Extracted data:
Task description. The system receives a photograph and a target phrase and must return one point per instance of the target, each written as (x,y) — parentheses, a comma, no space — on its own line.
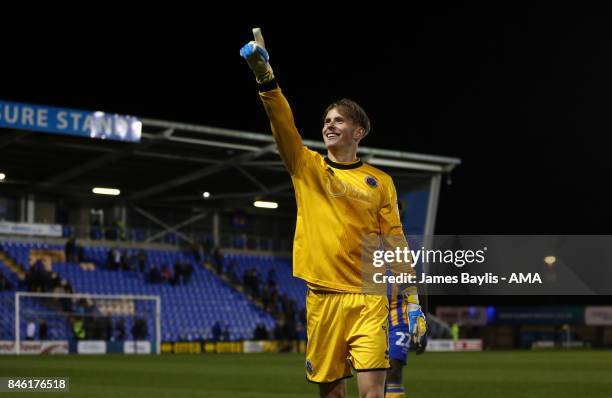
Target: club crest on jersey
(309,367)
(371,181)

--

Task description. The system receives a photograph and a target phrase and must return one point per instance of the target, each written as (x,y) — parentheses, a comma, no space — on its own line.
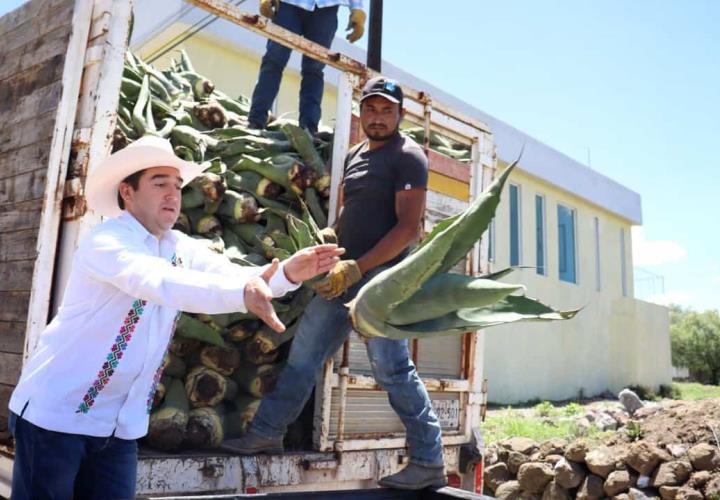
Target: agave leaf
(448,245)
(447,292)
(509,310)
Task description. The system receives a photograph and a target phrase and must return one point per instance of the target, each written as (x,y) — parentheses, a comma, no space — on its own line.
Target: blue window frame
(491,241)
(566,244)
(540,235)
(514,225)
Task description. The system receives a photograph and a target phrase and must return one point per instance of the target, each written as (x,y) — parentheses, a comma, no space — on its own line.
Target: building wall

--

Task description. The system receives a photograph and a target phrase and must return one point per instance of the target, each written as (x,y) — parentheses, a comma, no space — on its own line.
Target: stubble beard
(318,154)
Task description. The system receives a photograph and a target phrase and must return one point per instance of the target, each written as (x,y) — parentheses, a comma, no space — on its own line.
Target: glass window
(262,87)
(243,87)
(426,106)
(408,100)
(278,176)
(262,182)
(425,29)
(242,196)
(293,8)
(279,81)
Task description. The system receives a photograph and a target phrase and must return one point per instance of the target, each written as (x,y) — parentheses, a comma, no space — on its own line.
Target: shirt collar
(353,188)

Written instruction: Report every line in the entries above that contains the word "window", copying each such line in full. Case counts.

Response below:
Target: blue window frame
Target: glass window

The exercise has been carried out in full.